| Stated problem A |
Repeat the entries without any changes, starting with the line that contains "Get the bus bumper." and going on through the line that contains "[240,111,259,133]".

======== Selected extract ========

Question

find a quadratic polynomial with the given numbers as the sum and product of its zeroes respectively 2+√3 AND 1/2+√3

Answer 1

Answer:

x² - √3x - √3

Step-by-step explanation:

As per thw provided question, we have :

• Sum of zeroes = 2 + √3
• Product of zeroes = $\rm {\dfrac{1}{2+\sqrt{3}} }$

We have to find the quadratic polynomial. As we know that if α ans β are roots of the quadratic polynomial, then polynomial will ve

$\longmapsto \rm {x^2 - (\alpha + \beta)x + (\alpha.\beta)}$

Here, we have,

• Sum of zeroes = 2 + √3

$\longmapsto \bf {(\alpha + \beta) = 2 + \sqrt{3} }$

• Product of zeroes = $\rm {\dfrac{1}{2+\sqrt{3}} }$

$\longmapsto \rm {(\alpha \times \beta) =\dfrac{1}{2+\sqrt{3}} }$

Rationalising the denominator. In order to rationalise the denominator, we multiply the rationalising factor of the denominator with both the numerator and the denominator.

$\longmapsto \rm {(\alpha \times \beta) =\dfrac{1}{2+\sqrt{3}} \times \dfrac{2-\sqrt{3}}{2-\sqrt{3}} }$

Multiplying (2 - √3) which is the rationalising factor of the denominator with both the numerator and the denominator.

$\longmapsto \rm {(\alpha \times \beta) =\dfrac{1(2 - \sqrt{3} ) }{(2+\sqrt{3})(2 - \sqrt{3})} }$

Performing multiplication in the numerator and simplifying the denominator using the identity,

• $\rm (a - b)(a + b) = a^2 - b^2$

$\longmapsto \rm {(\alpha \times \beta) =\dfrac{2 - \sqrt{3} }{(2)^2 - (\sqrt{3})^2} }$

Putting the values of the squares of the numbers in the denominator.

$\longmapsto \rm {(\alpha \times \beta) =\dfrac{2 - \sqrt{3} }{4 - 3} }$

Performing subtraction in denominator.

$\longmapsto \bf {(\alpha \times \beta) =2 - \sqrt{3} }$

Now,substituting the values in the formula of the quadratic polynomial.

======== Task material ========

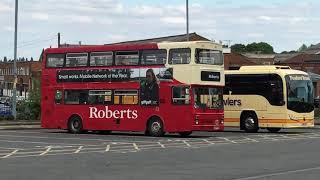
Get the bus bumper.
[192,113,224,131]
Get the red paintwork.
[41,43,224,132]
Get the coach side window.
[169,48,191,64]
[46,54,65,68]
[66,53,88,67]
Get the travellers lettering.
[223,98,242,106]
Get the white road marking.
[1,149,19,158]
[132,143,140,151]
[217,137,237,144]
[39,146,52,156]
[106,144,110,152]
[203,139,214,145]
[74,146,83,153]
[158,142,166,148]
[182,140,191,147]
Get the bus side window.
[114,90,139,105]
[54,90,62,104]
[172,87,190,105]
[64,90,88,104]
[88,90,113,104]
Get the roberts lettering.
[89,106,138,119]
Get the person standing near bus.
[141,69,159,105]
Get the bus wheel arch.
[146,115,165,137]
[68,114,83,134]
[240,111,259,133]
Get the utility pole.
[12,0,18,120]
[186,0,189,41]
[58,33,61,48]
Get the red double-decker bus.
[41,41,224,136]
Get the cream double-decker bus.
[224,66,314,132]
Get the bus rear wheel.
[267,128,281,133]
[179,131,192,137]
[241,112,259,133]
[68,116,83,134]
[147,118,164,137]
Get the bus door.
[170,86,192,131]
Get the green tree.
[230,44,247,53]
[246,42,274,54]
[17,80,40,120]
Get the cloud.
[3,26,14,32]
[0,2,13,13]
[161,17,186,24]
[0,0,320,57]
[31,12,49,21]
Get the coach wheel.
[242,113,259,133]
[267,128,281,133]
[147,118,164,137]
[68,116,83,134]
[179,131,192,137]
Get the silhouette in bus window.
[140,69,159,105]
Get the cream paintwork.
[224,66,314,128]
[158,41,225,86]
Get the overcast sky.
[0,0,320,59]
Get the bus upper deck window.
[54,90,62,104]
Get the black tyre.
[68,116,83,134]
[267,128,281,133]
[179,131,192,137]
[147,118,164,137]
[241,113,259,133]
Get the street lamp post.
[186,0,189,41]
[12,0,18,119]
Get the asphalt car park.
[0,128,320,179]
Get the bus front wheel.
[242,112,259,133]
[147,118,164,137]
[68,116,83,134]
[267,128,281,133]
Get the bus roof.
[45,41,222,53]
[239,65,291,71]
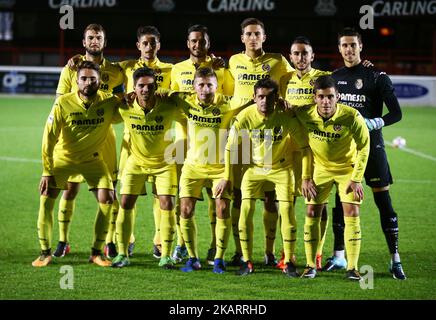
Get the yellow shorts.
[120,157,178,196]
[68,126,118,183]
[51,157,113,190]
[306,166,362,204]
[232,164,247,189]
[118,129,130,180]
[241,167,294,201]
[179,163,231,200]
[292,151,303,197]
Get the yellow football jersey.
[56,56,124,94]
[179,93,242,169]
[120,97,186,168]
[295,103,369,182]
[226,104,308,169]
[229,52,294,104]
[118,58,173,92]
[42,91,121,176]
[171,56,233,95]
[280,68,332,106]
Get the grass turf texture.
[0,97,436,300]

========
======== Task material ========

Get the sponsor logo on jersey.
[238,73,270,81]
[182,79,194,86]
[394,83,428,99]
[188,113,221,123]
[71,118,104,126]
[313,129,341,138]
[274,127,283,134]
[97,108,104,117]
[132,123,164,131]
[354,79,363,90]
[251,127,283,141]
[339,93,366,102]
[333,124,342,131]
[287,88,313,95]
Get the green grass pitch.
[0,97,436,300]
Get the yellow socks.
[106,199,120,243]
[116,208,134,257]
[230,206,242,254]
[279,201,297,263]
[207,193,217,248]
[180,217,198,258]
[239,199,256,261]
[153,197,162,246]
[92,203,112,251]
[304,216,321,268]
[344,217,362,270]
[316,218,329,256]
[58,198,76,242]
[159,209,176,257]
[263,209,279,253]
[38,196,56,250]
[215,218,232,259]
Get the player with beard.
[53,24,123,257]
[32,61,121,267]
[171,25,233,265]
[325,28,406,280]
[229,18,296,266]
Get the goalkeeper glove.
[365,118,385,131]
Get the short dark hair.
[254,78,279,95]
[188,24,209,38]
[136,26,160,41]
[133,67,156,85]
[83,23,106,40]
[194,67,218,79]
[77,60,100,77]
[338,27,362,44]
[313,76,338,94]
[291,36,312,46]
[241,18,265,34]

========

| Stated problem B |
Transcribe the worked solution on the quadratic polynomial word for word, starting with "Putting the values" and going on through "subtraction in denominator.".

| Response A |
Get the bus bumper.
[192,113,224,131]
Get the red paintwork.
[41,43,224,132]
Get the coach side window.
[169,48,191,64]
[46,54,65,68]
[66,53,88,67]
Get the travellers lettering.
[223,98,242,106]
Get the white road marking.
[1,149,19,158]
[132,143,140,151]
[217,137,237,144]
[39,146,52,156]
[106,144,110,152]
[203,139,214,145]
[74,146,83,153]
[158,142,166,148]
[182,140,191,147]
Get the bus side window.
[114,90,139,105]
[54,90,62,104]
[172,87,190,105]
[64,90,88,104]
[88,90,113,104]
Get the roberts lettering.
[89,106,138,119]
Get the person standing near bus.
[141,69,159,105]
Get the bus wheel arch.
[146,115,165,137]
[68,114,83,134]
[240,111,259,133]

| Response B |
Putting the values of the squares of the numbers in the denominator.

$\longmapsto \rm {(\alpha \times \beta) =\dfrac{2 - \sqrt{3} }{4 - 3} }$

Performing subtraction in denominator.